Data to use:
____

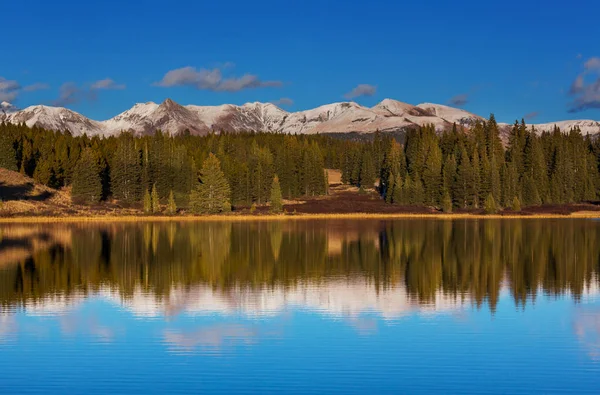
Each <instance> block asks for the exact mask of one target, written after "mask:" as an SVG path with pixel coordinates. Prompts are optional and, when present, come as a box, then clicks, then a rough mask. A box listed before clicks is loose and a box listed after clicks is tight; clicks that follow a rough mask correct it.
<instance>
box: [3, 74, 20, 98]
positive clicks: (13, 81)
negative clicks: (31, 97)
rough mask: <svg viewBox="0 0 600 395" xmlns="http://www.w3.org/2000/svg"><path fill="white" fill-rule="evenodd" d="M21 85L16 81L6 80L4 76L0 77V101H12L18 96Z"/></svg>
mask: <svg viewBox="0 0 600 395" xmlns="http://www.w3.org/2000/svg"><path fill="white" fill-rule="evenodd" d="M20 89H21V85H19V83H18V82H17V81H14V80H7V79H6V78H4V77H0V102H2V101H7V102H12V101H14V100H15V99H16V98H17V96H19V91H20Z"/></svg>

____

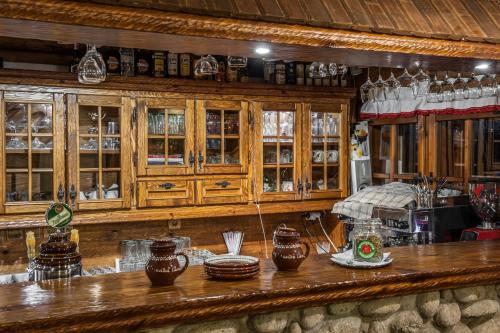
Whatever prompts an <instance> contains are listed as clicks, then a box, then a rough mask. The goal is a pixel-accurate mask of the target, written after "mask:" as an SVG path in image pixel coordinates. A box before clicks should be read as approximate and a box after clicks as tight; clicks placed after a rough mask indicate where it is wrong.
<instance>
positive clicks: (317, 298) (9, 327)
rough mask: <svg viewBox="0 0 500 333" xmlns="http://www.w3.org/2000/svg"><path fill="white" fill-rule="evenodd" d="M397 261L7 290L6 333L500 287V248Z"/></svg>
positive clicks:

____

Activity: Taking the listing above as the source, transcribe only the lines starting at the line with "Each <instance> block" and going through the line with "negative clicks: (31, 97)", unaltered and with both ends included.

Exercise output:
Each <instance> block asks for the exact mask of one target, written after "mask:" as an SVG path with pixel coordinates. Prompts are optional and, when present, come as a box, then clicks, then a rough mask. A box listed before clicks is loose and a box listed after clicks is tight; clicks that follow a rough mask correct it.
<instance>
box: [3, 74, 20, 98]
positive clicks: (13, 81)
negative clicks: (31, 97)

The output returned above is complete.